Exercise set:
a: According to the passage on the proposed stallion levy, how many pacing mares were served with North American frozen semen in the 2020/21 season?
b: Write the next part of the letter opposing the stallion levy, picking up after its final sentence.

The new ‘Stallion Levy’ proposed by Harness Racing Australia is a move that has created more questions than answers as Australasia’s biggest breeders know it will have a negative ripple effect on the industry at all levels.
What is wrong with Harness Racing Australia and Andrew Kelly?
With Andrew Kelly producing FAKE NEWS with ridiculous numbers today of $18 million spent on “International Sires” it is hard to understand how HRA can justify his salary. With no experience and no investment in the Stallion business he is out of control. He has been in this position for 12 years and far too long!
Andrew Kelly is not the only person responsible for this proposed TAX though. Below this letter, we have listed all State members that have been a part of this TAX proposal.
This is what the majority of breeders have to say today about this unbelievable TAX that HRA is trying to get in place;
Dear Mr. Kelly & the HRA Executive
With regards to your recent announcement of a proposed 15% levy on all shuttle and frozen semen non-resident stallions, we would like to formally express our opposition to this Proposal. It is extremely disappointing that there was no industry consultation or discussion in advance of this Proposal. Stud farms, stallion owners and breeders’ organisations were not notified of this Proposal prior to the posting of a general press release on the HRA website. This press release creates far more questions than answers.
Based on the breeding data available on HarnessWeb as of April 19th, there were 5,118 total mares bred in Australia to 166 registered stallions in the 2020/21 season. Pacing stallions served a total of 4,331 Australian mares with Australian domiciled stallions serving the majority of mares – 2,662 (61%). The remaining 39% of pacing mares bred (1,669) were served with semen from shuttle and frozen semen stallions. Australian-based shuttle stallions served 700 pacing mares, NZ-based shuttle stallions served 531 Australian pacing mares and North American frozen semen was used to serve 438 pacing mares.

Labeled contour entries:
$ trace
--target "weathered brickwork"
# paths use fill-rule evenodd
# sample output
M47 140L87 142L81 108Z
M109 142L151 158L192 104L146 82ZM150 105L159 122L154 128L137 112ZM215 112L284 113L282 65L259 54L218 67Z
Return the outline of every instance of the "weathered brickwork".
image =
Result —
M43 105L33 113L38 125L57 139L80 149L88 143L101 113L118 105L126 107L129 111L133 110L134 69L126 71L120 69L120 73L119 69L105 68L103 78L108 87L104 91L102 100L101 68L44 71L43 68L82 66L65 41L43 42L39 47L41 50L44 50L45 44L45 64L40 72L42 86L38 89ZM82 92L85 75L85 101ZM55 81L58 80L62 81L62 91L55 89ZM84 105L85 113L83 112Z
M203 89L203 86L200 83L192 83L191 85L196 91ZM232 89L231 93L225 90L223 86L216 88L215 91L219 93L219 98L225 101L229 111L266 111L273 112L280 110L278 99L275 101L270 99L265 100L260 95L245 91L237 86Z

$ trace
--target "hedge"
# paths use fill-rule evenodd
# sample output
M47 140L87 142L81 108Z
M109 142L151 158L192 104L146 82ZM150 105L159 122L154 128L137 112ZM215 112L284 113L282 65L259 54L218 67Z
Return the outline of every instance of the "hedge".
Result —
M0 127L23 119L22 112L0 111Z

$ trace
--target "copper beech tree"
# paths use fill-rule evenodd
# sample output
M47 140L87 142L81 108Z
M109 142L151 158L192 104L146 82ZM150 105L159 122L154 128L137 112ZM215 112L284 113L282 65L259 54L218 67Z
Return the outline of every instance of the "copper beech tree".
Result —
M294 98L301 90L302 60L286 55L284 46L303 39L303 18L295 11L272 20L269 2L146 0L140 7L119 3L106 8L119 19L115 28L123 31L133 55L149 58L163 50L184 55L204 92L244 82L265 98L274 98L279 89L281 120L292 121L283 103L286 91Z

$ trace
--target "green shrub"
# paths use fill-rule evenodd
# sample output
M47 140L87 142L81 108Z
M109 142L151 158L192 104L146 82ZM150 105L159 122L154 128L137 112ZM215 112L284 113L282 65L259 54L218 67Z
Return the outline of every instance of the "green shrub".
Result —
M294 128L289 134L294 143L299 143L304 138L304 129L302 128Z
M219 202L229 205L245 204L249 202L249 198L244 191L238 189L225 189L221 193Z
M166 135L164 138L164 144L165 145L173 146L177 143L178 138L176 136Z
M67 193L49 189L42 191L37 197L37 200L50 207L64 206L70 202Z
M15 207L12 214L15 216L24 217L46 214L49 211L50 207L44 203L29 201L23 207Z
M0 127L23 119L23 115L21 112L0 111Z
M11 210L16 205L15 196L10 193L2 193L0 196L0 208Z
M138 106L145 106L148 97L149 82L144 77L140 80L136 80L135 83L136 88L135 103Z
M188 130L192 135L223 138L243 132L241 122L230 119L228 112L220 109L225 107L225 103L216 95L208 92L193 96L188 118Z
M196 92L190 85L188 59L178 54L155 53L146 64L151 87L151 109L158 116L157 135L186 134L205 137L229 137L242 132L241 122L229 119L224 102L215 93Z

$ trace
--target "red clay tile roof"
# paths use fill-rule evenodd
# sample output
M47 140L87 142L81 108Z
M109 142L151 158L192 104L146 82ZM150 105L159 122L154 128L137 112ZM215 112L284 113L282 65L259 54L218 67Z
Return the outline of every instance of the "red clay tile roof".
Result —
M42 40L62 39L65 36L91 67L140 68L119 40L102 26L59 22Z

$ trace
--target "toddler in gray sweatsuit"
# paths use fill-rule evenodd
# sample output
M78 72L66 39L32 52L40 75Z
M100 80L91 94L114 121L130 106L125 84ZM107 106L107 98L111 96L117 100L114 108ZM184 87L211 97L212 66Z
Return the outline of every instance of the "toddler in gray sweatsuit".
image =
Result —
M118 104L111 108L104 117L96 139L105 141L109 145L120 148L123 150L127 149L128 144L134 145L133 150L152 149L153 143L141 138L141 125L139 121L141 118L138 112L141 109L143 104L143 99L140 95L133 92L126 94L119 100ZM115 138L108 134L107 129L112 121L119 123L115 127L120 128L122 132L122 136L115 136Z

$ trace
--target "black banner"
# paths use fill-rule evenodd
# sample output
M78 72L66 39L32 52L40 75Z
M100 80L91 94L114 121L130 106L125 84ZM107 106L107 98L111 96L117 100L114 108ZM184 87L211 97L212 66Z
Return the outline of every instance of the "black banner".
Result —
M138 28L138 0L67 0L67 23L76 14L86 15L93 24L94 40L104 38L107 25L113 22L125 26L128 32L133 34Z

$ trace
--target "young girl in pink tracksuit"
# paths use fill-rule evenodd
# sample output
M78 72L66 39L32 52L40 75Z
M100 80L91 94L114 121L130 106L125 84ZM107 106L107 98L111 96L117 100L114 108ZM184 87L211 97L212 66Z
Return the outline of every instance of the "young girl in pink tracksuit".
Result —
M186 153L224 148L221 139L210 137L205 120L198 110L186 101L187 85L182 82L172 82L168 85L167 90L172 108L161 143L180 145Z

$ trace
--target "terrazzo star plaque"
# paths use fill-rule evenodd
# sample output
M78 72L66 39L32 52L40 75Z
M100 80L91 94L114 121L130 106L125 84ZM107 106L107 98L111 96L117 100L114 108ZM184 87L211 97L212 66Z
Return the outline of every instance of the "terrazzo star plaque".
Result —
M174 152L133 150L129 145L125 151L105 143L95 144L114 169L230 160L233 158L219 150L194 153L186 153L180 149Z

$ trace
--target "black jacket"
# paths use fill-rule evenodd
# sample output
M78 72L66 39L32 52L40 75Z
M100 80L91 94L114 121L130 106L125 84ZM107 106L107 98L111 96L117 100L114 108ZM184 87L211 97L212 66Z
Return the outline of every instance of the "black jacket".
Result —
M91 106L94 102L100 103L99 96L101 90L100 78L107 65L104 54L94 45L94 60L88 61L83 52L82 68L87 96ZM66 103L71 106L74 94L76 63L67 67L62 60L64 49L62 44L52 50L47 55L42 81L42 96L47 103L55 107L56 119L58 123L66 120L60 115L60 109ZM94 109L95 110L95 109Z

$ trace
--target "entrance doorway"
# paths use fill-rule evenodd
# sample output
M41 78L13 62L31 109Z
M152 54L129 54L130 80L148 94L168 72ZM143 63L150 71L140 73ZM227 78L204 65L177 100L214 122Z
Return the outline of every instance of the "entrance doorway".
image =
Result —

The replies:
a: 438 pacing mares.

b:
A total of 787 trotting mares were bred in Australia. Australian domiciled stallions served 292 trotting mares (37%). The remaining 63% of trotting mares (495) were served with semen from U.S. shuttle stallions, frozen semen from U.S. and European stallions and NZ domiciled stallions. Australian-based shuttle stallions served 62 trotting mares, NZ-based shuttle stallions covered 29 trotting mares, NZ domiciled stallions 109 mares and non-resident frozen semen was used to serve 295 trotting mares.
Pacing and trotting stallions who permanently reside in Australia accounted for 58% of all mares bred last season. It should be noted that 114 Australian domiciled stallions will not be assessed this levy and therefore will not be contributing any funds to HRA’s 15% Proposal.
Contrary to the opinions of a few self-interested parties who have created a huge misconception within the industry, there is far less money being paid to North American breeding syndicates for the use of their stallions than rumored. In addition, a large percentage of breeding rights for several of the most prominent shuttle stallions are owned by Australian/New Zealand studs or investors with the bulk of collected service fees remaining in Australasia as a return on investment. Also, many stallions are under long-term lease agreements contracted when a 15% levy was not included in the configuration of expenses.
Breeding farms have been relied on to help support the industry by offering discounts as high as 25% to breeders to assist them with rising costs and to provide complimentary breeding’s to clubs and breeders organisations throughout the country as well as various sponsorships within the industry. Now it is proposed that stud owners fund prize money increases to the Inter Dominion, Derbys and Oaks for benefit of a select few.
We are not in agreement that breeding should be funding racing.
Most of the studs who stand shuttle or offer frozen semen stallions have made significant contributions to the Australian agricultural and general economy. We have made substantial investments in property, buildings, equipment and livestock, we employ staff, purchase hay, feed and other farm supplies as well as support many local businesses (printers, office supplies, petrol, etc.).
If this levy were to be adopted by HRA, there would most definitely be a ripple effect felt throughout the entire industry. HRA is attempting to change the way studs conduct their business which we feel would result in a dramatic change to the established culture of breeding. Breeders should be afforded the option of selecting the best stallions available for their mares without being penalized by a 15% levy. Below are just some of the major impacts we believe this 15% levy would have on Australian breeding.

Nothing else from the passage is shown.